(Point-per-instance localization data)
-- -- --
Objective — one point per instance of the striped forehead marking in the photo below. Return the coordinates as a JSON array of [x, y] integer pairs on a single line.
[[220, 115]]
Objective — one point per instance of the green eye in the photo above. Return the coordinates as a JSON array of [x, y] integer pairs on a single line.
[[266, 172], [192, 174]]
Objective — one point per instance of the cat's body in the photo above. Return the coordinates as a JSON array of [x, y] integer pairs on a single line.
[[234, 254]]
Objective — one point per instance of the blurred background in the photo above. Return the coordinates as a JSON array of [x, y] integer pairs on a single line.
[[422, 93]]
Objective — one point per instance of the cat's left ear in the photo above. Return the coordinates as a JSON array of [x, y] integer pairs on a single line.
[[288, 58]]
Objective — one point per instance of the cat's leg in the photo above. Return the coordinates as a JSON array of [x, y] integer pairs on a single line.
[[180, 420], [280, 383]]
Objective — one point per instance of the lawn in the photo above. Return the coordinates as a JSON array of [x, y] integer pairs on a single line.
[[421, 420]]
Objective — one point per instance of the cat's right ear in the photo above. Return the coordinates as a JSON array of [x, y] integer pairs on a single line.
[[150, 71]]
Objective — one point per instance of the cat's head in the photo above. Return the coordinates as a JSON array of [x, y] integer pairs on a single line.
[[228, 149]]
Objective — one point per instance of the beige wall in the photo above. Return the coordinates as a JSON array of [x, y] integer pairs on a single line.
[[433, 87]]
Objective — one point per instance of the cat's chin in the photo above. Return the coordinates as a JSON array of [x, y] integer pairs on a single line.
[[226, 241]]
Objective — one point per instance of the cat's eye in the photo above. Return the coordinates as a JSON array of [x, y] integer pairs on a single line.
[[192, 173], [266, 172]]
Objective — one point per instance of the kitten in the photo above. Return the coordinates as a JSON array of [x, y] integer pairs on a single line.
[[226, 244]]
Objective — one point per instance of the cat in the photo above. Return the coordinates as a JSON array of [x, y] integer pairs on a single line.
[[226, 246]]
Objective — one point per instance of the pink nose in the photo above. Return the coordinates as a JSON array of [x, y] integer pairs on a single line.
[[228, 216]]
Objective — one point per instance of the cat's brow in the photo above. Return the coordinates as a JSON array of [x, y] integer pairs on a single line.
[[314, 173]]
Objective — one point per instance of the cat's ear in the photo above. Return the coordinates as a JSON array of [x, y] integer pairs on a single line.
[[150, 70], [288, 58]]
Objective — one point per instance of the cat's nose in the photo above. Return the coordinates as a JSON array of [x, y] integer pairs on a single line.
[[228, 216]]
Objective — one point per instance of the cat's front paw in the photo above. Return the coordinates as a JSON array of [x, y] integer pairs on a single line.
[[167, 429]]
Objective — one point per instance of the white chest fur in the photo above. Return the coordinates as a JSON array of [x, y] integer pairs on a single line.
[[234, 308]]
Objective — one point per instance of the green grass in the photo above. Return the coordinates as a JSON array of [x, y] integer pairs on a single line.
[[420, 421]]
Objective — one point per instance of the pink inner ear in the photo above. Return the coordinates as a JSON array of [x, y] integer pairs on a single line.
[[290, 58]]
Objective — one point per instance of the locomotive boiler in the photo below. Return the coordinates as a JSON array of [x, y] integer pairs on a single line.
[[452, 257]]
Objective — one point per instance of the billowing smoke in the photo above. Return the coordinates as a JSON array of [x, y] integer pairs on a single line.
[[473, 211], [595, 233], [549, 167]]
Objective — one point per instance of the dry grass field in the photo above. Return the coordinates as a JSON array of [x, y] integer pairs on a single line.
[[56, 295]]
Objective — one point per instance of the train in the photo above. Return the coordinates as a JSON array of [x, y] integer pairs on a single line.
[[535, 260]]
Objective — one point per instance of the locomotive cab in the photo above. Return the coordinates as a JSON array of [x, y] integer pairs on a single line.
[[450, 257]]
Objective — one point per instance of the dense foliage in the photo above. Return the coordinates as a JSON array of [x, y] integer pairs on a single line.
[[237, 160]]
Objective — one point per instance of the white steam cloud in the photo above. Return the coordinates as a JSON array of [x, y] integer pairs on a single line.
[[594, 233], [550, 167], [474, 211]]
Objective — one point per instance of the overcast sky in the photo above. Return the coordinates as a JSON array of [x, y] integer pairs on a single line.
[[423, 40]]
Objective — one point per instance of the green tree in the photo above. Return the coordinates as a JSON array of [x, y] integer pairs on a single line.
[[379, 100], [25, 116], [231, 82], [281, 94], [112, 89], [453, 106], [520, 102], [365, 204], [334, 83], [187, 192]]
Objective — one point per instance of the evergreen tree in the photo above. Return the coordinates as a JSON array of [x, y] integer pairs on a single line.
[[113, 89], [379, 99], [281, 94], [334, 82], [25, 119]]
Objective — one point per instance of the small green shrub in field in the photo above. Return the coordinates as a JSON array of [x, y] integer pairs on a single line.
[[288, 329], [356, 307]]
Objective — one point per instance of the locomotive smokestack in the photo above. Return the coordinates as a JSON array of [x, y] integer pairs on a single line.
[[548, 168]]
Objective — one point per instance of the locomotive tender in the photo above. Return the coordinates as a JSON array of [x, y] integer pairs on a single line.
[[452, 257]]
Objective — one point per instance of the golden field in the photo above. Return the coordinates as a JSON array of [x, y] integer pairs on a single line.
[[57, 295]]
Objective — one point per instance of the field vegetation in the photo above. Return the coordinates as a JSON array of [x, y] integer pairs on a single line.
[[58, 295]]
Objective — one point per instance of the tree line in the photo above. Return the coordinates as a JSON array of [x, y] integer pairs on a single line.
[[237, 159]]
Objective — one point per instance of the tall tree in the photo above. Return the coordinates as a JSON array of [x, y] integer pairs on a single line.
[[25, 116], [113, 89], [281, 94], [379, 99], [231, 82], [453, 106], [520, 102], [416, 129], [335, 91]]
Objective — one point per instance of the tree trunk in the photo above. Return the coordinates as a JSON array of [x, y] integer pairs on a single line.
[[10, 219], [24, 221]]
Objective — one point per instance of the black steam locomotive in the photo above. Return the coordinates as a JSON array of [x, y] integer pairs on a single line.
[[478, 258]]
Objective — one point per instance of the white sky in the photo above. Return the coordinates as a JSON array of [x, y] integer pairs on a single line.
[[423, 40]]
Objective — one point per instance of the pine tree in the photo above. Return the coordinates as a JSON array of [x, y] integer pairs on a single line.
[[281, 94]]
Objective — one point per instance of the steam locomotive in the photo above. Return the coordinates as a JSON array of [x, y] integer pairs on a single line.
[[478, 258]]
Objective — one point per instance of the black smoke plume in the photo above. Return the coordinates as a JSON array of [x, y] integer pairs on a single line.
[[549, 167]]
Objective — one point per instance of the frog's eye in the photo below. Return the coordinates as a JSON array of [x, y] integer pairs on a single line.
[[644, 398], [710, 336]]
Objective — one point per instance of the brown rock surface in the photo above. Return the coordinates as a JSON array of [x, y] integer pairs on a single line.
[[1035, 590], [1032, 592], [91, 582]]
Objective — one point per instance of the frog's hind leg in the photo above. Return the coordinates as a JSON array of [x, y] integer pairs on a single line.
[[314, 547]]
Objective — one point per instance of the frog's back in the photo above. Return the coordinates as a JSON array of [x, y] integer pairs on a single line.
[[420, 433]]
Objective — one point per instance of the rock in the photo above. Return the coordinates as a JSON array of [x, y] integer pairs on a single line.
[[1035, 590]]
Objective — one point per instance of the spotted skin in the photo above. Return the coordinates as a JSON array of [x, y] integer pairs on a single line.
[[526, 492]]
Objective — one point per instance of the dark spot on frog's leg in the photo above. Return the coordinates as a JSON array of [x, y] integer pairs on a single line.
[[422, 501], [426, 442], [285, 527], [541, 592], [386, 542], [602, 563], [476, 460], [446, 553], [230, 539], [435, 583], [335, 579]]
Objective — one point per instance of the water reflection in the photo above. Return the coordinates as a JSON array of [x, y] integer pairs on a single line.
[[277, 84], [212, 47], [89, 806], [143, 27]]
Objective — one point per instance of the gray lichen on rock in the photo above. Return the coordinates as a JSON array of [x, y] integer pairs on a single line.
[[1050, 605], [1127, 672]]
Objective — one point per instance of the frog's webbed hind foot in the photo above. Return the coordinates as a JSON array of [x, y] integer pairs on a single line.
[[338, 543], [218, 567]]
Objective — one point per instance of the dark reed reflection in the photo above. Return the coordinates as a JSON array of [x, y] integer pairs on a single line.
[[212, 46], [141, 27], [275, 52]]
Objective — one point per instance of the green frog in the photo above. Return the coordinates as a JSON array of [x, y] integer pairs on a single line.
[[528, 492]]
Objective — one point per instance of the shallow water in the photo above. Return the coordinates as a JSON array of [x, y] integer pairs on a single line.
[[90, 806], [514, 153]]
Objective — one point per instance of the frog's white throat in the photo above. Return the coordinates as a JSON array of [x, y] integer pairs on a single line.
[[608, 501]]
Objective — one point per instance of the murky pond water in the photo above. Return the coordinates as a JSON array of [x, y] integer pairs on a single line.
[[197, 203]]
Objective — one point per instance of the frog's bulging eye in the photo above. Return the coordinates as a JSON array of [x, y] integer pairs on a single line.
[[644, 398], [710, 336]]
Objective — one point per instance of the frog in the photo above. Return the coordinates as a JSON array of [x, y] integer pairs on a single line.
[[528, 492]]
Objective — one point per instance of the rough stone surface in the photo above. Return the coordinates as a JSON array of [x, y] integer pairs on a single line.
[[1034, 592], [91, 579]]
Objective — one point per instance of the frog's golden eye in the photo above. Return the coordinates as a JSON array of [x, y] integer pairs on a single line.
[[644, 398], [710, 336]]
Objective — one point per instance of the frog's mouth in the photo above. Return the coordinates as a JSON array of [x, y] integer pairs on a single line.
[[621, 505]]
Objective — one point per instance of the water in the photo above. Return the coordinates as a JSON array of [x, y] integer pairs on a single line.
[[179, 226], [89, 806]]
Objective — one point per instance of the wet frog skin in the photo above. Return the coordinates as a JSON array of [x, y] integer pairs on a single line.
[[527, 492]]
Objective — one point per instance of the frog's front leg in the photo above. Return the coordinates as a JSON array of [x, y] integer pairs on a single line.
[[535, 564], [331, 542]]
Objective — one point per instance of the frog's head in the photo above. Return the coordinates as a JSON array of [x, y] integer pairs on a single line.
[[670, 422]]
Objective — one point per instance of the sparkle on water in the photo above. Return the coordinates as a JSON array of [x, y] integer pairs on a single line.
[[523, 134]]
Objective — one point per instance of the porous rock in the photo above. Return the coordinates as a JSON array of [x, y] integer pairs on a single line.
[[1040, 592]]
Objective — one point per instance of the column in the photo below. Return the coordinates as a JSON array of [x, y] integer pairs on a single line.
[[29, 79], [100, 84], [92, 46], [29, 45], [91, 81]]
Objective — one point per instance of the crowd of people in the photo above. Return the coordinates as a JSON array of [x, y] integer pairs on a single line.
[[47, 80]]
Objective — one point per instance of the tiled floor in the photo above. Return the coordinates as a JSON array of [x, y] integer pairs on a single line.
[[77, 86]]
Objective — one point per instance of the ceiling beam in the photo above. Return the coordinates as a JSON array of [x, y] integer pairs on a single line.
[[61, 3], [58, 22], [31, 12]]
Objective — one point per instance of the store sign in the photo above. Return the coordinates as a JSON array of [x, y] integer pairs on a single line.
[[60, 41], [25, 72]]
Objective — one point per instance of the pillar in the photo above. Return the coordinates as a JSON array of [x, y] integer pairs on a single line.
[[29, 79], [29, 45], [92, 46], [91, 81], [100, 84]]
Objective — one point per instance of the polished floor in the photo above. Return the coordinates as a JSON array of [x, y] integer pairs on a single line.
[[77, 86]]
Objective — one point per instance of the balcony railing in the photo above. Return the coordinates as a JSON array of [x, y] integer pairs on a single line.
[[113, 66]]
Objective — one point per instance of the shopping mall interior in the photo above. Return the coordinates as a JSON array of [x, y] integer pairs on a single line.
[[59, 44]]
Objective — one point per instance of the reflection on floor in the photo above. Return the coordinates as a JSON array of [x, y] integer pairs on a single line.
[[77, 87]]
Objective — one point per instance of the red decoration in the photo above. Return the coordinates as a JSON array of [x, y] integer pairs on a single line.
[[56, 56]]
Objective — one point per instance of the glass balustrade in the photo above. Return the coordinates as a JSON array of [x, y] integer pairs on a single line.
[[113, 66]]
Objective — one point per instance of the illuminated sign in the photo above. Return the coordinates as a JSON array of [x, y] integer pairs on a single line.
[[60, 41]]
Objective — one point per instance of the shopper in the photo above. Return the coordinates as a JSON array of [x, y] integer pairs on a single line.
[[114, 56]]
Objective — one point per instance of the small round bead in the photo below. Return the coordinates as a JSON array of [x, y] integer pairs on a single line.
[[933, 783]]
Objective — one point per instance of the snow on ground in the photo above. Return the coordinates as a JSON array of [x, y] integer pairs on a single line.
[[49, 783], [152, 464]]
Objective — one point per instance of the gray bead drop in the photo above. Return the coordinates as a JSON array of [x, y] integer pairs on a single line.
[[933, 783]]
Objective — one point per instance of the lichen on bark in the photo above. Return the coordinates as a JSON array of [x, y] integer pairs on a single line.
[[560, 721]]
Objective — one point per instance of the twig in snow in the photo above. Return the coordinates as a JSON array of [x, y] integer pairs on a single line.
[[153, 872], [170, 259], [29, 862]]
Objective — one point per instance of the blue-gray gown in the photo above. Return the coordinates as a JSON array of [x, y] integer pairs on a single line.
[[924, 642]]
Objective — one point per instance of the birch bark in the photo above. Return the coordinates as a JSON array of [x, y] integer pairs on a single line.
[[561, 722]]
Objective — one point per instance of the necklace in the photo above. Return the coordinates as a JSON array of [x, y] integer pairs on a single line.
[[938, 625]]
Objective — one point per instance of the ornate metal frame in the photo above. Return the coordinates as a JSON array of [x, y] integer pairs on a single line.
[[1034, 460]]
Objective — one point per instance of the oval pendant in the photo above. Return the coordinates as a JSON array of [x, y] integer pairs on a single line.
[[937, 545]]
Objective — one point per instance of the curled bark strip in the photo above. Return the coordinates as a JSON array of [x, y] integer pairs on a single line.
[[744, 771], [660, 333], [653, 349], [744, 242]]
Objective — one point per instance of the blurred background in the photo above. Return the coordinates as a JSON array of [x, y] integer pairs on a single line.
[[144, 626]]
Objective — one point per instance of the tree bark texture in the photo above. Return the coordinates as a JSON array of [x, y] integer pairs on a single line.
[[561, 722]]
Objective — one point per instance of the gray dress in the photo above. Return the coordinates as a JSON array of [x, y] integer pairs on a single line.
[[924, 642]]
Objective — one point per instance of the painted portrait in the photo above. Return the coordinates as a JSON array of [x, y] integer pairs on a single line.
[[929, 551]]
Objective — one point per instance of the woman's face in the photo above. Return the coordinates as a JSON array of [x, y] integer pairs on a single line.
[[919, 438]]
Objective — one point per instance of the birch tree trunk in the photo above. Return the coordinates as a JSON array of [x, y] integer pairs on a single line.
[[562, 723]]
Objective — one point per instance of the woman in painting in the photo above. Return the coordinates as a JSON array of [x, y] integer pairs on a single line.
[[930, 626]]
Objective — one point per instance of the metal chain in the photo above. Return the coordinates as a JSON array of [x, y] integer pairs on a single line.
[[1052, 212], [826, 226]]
-- -- --
WORK INSTRUCTIONS :: From the line containing "Objective — one point per instance of the woman in" down to the last line, reproduce the records exactly. Include both ends.

PROBLEM SOLUTION ::
Objective — one point per instance of the woman in painting in the photo above. Return the coordinates as a JSON array of [x, y] integer pairs on a single line.
[[930, 626]]
Objective — one point per instance of the metal chain in the photo above. Return the coordinates as a JSON array of [x, y] integer pairs on a single line.
[[1052, 212], [826, 226]]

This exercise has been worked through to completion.